• **Provided text**

···

Oh, good point, the Republicans will run Mitt Romney every 4 years henceforth. I hope he does better against Barack Obama next time!

In 2004 GWB got 44% of latino vote. Your entire strategy relies on that never ever happening again.

Obama also beat McCain. And Romney was the strongest candidate by far of the bunch in 2012 and Obama had four years of pretty terrible economic conditions. Sure, the next candidate won't be Romney - but they also won't have the last four years be some of the most miserable years economically since the Great Depression.

GWB did indeed get 44% of the latino vote. It's what happened after that that started significantly increasing the share of the latino vote the Democrats receive: the xenophobic Republican backlash to the idea of immigration reform. It's that base that's the problem, and the constraints they place on any Republican candidate. It forces people like Romney, who probably has no personal animosity to hispanics, to toe the party line with such stuff as self-deportation and gets the high profile candidates in a primary attacking each other for being too soft on undocumented immigrants. And that's not even counting the new explosion we're expecting from that base in the next few weeks.

···

• **Records provided**

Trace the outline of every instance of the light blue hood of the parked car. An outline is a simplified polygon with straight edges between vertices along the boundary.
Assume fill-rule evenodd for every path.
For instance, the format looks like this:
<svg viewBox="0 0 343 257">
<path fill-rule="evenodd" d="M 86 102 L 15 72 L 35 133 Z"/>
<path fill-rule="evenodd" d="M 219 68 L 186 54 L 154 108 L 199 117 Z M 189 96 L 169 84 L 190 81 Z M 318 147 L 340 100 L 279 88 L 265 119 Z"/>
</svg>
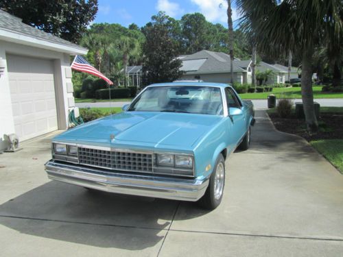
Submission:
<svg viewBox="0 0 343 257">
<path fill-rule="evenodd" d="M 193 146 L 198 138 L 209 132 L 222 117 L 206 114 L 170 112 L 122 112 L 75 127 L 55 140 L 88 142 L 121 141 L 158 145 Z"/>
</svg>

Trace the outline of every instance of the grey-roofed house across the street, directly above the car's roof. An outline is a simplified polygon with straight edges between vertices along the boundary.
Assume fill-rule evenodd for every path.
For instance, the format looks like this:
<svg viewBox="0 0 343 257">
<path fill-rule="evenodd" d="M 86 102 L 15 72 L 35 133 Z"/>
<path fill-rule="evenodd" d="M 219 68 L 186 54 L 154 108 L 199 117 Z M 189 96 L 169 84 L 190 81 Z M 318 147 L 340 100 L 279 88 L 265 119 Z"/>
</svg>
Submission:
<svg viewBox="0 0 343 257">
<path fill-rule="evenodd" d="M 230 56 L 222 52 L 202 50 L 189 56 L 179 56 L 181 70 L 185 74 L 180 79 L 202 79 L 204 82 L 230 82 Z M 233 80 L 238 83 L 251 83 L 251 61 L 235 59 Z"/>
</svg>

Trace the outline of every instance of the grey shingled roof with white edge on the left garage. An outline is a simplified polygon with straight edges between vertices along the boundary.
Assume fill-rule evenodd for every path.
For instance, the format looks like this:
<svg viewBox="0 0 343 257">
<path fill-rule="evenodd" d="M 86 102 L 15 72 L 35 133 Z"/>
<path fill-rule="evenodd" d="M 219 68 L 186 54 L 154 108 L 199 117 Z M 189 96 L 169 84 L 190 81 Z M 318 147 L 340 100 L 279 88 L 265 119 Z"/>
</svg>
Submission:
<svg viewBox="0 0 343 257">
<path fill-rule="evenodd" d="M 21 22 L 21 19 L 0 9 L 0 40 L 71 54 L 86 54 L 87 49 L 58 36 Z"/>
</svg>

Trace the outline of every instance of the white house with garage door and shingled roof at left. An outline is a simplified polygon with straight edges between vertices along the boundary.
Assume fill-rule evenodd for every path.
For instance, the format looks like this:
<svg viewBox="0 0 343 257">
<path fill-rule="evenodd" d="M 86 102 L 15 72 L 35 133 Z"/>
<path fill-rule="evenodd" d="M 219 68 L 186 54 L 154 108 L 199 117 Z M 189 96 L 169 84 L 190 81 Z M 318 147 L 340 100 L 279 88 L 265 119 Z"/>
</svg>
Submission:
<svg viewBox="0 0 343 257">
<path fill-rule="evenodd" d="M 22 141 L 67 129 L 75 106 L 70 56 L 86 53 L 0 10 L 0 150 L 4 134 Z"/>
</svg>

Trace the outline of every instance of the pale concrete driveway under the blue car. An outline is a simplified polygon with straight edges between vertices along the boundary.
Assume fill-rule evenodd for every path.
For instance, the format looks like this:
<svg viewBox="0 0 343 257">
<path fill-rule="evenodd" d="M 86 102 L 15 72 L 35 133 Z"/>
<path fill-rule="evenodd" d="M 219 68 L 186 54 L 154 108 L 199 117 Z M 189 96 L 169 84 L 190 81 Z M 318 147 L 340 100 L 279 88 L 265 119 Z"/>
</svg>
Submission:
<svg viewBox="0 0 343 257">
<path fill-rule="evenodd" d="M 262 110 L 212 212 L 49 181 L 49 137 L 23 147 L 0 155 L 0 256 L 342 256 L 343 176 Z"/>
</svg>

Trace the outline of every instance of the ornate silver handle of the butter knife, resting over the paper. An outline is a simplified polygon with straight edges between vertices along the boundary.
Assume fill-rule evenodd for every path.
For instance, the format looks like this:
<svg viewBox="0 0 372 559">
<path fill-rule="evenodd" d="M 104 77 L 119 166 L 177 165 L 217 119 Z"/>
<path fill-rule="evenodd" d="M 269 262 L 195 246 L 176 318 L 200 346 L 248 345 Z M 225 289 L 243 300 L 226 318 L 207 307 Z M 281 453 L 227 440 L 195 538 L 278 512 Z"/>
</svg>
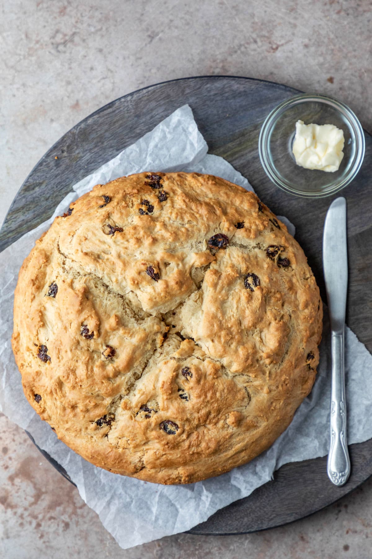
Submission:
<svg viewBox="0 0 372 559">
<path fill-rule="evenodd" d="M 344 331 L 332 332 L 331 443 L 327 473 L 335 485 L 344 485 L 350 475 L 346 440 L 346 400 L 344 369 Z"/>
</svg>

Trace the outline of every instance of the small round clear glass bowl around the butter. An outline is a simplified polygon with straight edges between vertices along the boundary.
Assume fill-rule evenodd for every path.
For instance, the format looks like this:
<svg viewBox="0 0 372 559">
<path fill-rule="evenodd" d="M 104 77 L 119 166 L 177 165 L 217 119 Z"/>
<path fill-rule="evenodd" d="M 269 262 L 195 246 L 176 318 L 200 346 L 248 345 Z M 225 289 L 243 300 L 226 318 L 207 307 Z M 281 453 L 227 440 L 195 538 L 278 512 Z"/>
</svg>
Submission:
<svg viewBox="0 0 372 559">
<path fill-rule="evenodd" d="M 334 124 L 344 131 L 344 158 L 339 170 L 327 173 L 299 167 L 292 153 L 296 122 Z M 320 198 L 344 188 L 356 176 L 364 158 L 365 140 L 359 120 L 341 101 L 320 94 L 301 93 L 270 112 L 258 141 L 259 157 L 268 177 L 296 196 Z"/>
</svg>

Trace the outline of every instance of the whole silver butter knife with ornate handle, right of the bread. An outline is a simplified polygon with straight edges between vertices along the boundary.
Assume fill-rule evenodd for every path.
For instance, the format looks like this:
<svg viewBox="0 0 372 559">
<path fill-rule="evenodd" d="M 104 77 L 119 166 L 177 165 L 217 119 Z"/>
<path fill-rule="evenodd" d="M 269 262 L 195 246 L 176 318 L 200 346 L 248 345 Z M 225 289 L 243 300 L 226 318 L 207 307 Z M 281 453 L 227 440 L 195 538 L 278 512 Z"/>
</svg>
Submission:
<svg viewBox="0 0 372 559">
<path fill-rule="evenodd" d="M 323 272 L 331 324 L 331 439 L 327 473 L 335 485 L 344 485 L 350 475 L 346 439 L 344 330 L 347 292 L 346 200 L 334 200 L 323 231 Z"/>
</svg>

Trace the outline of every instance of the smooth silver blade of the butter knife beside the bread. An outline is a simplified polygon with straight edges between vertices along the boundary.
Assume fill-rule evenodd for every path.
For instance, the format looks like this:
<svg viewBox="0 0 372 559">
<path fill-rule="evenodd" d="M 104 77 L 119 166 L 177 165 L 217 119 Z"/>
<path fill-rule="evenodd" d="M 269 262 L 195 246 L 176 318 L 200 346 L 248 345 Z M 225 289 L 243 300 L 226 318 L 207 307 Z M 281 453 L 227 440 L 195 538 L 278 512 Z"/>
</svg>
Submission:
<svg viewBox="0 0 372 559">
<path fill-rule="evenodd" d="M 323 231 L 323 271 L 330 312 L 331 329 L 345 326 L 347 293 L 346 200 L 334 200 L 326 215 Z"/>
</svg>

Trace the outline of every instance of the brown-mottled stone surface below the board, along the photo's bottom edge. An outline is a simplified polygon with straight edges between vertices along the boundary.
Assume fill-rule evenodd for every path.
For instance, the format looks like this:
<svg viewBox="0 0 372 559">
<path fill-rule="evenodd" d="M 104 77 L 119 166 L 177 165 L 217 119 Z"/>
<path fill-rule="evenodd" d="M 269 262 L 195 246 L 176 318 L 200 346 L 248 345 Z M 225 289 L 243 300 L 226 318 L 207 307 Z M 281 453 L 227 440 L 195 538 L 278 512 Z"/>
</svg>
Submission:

···

• **Assignment 1**
In the political discussion, can you reproduce the passage starting at "GWB did indeed" and ending at "next few weeks.", but swap "undocumented immigrants" for "unauthorized immigrants"?
• **Assignment 2**
According to the political discussion, what share of the Latino vote did GWB get in 2004?
• **Assignment 3**
Could you write what comes next in the political discussion about the Latino vote, picking up after its final sentence?
The records play no part in what follows.

• **Written response 1**
GWB did indeed get 44% of the latino vote. It's what happened after that that started significantly increasing the share of the latino vote the Democrats receive: the xenophobic Republican backlash to the idea of immigration reform. It's that base that's the problem, and the constraints they place on any Republican candidate. It forces people like Romney, who probably has no personal animosity to hispanics, to toe the party line with such stuff as self-deportation and gets the high profile candidates in a primary attacking each other for being too soft on unauthorized immigrants. And that's not even counting the new explosion we're expecting from that base in the next few weeks.

• **Written response 2**
44%

• **Written response 3**
evilweasel
Aug 24, 2002

Captain_Maclaine posted:

You may not have noticed, but the GOP as a whole has changed a wee bit in its attitudes towards latinos in the intervening decade, and even W himself got shredded by his own party when he belated attempted to do something about immigration in 2007. Much as has been the ongoing existential crisis of the whole party, I don't see how they can pivot away from that without getting killed by their own base. It's not so much "it'll never happen again" as "as things stand right now, I don't see how it can happen anytime soon."

It could happen if Obama shelved the EO and immigration reform advocates decided that neither party was going to help them. But I think Obama's been pretty clear since the election that's not happening and if he was going to cave he'd have done it shortly after the election.

evilweasel
Aug 24, 2002

Pauline Kael posted:

Then no doubt, we are entering a permanent era of Democrat dominance at the Federal level!

See, this is why I don't usually bother to hide my contempt for you. This thread has people clearly explaining the issue and even explaining it's limits - that it does no good at the legislative level - and what you have is a lot of feelings and not a lot of thought. So we're left with you sort of spluttering dumb lines like this.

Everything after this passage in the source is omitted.